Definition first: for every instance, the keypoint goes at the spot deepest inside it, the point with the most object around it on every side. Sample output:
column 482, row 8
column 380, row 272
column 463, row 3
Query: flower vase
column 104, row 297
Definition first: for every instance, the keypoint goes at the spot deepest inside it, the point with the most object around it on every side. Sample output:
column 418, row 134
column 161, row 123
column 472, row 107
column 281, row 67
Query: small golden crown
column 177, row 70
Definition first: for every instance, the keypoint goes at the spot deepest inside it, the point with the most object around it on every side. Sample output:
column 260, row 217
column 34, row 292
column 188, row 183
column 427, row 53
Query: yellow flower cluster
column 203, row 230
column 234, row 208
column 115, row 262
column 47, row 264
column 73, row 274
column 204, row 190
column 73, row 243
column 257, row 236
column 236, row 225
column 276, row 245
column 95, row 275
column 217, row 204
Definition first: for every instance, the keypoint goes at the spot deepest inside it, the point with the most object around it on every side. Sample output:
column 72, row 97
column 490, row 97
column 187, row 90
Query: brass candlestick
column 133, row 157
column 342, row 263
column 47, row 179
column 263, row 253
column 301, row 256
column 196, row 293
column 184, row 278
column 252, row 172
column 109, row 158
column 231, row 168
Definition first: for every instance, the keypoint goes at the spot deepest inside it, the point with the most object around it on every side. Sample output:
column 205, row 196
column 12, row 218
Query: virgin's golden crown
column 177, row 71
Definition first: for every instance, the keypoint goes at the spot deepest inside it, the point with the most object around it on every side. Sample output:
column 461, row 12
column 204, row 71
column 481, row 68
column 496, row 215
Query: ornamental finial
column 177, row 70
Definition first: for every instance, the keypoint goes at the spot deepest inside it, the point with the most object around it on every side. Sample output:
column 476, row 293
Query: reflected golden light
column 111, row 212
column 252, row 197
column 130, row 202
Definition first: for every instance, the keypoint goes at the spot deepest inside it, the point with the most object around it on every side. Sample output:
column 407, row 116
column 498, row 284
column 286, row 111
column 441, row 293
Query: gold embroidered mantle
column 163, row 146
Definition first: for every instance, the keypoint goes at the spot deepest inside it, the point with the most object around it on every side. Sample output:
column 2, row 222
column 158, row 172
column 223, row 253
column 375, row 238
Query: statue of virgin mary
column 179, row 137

★ ★ ★

Transcribe the records above exactly.

## Expected answer
Definition first: for every instance, the keypoint goes at the spot deepest inside it, the point with the most object around it on every side. Sample output:
column 482, row 8
column 380, row 272
column 463, row 3
Query: flower vase
column 104, row 297
Definition first: for every instance, the keypoint goes at the spot deepest inside it, the point with the most object around it on every side. Sample output:
column 418, row 134
column 161, row 123
column 472, row 107
column 281, row 67
Query: small golden crown
column 177, row 70
Definition first: for every instance, the keypoint goes at the spot deepest inside it, the point with the most object around it on every side. Sample output:
column 260, row 217
column 34, row 292
column 188, row 183
column 427, row 53
Query: yellow flower cluster
column 203, row 230
column 234, row 208
column 115, row 262
column 47, row 264
column 73, row 274
column 204, row 190
column 73, row 243
column 257, row 236
column 236, row 225
column 276, row 245
column 95, row 275
column 217, row 204
Definition first: for every instance, the keypoint goes at the spot deepest inside it, the point with the most object around it on every side. Sample output:
column 72, row 97
column 490, row 97
column 187, row 90
Query: brass candlestick
column 133, row 157
column 342, row 263
column 47, row 179
column 263, row 253
column 301, row 256
column 196, row 293
column 184, row 278
column 252, row 172
column 109, row 158
column 231, row 168
Definition first: for every instance, the keypoint goes at the spot deepest inside it, the point with the most object around it on every side. Sample output:
column 205, row 196
column 12, row 218
Query: virgin's golden crown
column 177, row 71
Definition first: for every instance, the keypoint goes at the spot deepest inside it, the point with the most object around it on every side. Sample output:
column 461, row 12
column 204, row 71
column 481, row 68
column 496, row 215
Query: ornamental finial
column 177, row 70
Definition first: for every instance, the keypoint goes at the spot deepest inside it, the point with the most object around it on every side. Sample output:
column 476, row 293
Query: reflected golden light
column 111, row 212
column 252, row 197
column 130, row 202
Definition first: for every instance, the keypoint goes at the spot deepest inside it, the point with the most object around it on every side. Sample output:
column 407, row 116
column 498, row 284
column 286, row 111
column 441, row 293
Query: gold embroidered mantle
column 163, row 146
Definition first: for every instance, the keypoint goes at the spot deepest inside it, the point with the most object around it on every side. Sample output:
column 2, row 222
column 158, row 172
column 223, row 253
column 375, row 238
Query: statue of virgin mary
column 179, row 137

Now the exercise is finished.